* [Task objective]:
Copy the lines below verbatim, leaving out the pictures.

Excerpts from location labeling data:
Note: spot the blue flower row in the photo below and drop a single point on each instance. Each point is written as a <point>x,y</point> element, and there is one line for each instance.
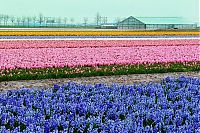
<point>63,37</point>
<point>169,106</point>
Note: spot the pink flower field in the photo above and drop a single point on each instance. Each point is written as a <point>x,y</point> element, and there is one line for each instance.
<point>61,53</point>
<point>20,44</point>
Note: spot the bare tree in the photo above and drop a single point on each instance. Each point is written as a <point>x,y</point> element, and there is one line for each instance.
<point>41,18</point>
<point>85,20</point>
<point>72,21</point>
<point>34,18</point>
<point>6,18</point>
<point>65,20</point>
<point>29,19</point>
<point>59,20</point>
<point>23,20</point>
<point>18,21</point>
<point>97,19</point>
<point>12,18</point>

* [Solution for this task]:
Note: spot the blue flower row in the photo below and drop a single point on each instance. Each point is written as a <point>x,y</point> element, and there is one line for each instance.
<point>63,37</point>
<point>169,106</point>
Note: spot the pink flower field in the photo above and drop a single point on each instance. Each point is written as a <point>x,y</point> element, and there is one line for each instance.
<point>61,53</point>
<point>20,44</point>
Note: spot the bare tree in the photo above and drop a single point on each instance. Each point is written as a <point>x,y</point> element, and there is one line for each instance.
<point>41,18</point>
<point>85,20</point>
<point>72,21</point>
<point>34,18</point>
<point>6,18</point>
<point>65,20</point>
<point>29,19</point>
<point>59,20</point>
<point>23,20</point>
<point>18,21</point>
<point>97,19</point>
<point>12,18</point>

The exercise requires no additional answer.